=== PROVIDED RECORDS ===

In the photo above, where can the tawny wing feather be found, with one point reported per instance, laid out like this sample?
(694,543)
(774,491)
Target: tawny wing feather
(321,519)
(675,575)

===

:: TASK DETAILS ::
Could you rewrite all of the rows above, requests included, scaling every coordinate in the answers by 1.85 and rounding each result to a whole number, with halves rounded up? Keep the sample coordinates inside the requests unchanged.

:: EXERCISE RESPONSE ::
In the photo above, where can the tawny wing feather be found, with one point reported per instance, laid out like this sample?
(694,543)
(774,491)
Target: tawny wing feather
(594,960)
(1249,1064)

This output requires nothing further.